*** Opening Source information ***

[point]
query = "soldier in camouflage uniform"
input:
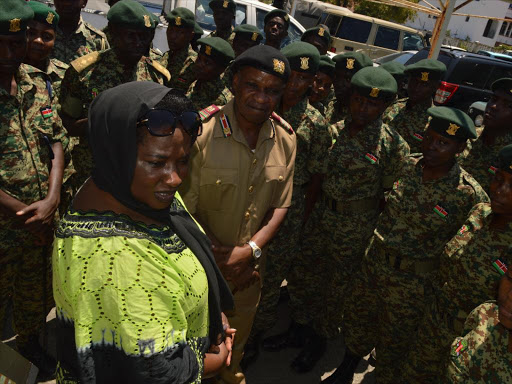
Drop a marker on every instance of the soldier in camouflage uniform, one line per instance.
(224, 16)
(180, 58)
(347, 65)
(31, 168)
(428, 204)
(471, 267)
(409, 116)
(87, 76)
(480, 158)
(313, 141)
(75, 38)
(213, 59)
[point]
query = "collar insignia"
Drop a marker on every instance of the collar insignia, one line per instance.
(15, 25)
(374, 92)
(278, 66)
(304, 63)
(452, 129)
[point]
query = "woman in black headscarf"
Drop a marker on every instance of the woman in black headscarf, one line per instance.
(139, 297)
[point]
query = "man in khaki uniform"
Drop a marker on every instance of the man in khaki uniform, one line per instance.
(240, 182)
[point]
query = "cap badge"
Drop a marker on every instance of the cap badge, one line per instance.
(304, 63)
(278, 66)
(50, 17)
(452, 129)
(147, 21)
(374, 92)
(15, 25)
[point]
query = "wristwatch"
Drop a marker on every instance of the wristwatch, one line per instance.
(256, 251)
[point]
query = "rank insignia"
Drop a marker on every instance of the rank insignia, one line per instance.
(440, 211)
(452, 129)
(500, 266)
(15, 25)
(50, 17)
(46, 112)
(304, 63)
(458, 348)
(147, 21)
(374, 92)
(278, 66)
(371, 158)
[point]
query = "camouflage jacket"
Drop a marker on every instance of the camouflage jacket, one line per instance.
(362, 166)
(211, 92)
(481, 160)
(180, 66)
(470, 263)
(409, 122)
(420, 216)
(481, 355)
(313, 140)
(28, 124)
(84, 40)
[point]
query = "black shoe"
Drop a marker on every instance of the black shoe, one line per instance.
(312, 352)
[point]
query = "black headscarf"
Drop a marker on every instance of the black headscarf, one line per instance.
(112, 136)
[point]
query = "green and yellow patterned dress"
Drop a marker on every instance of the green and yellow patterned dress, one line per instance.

*** Closing Source information ***

** Exercise prompt **
Restate the material word for word, minus pictures.

** Solved exercise **
[point]
query = "soldier in camouflage uniform"
input:
Drop a marker on every instance of the soldier in camouflage uniform, one line per instance.
(224, 16)
(180, 58)
(347, 65)
(31, 168)
(428, 204)
(471, 267)
(409, 116)
(87, 76)
(480, 158)
(313, 141)
(75, 38)
(213, 59)
[point]
query = "collar insignia"
Drop a marker on every instance of the collar insignia, one line per instance.
(15, 25)
(374, 92)
(278, 66)
(304, 63)
(452, 129)
[point]
query = "woman in black headscarf"
Drop a marker on every instance of the woman in black headscarf, one line per instance.
(139, 297)
[point]
query = "man in khaki uniform"
Drop a marker on every instance of the man in khaki uniform, one line per instance.
(240, 182)
[point]
query = "cap badge"
Drop a marker on every instance of the cap badge, one line per instance.
(304, 63)
(278, 66)
(50, 17)
(452, 129)
(147, 21)
(374, 92)
(15, 25)
[point]
query = "wristwatch"
Drop a marker on every instance of the wristwatch, one line per instance.
(256, 251)
[point]
query = "rank insignia"
Drop a marker on every instance of the rank insignia, one line per instance.
(440, 211)
(452, 129)
(500, 266)
(15, 25)
(50, 17)
(46, 112)
(304, 63)
(458, 348)
(147, 21)
(374, 92)
(278, 66)
(371, 158)
[point]
query = "camouflage jacket"
Drop a marker on every instance of the camouflage jacket, one line per instance.
(362, 166)
(211, 92)
(481, 160)
(180, 66)
(470, 263)
(409, 122)
(420, 216)
(481, 355)
(313, 140)
(28, 124)
(84, 40)
[point]
query = "black shoe"
Drop a marker on every instance of the black shoe, one line per instance.
(312, 352)
[point]
query = "black headscarf"
Drop a marker on every instance of the black headscarf, one line per instance.
(112, 136)
[point]
query = "green and yellow patterned dress"
Drop a marker on every instance of the green and yellow patterned dress, one line per instance.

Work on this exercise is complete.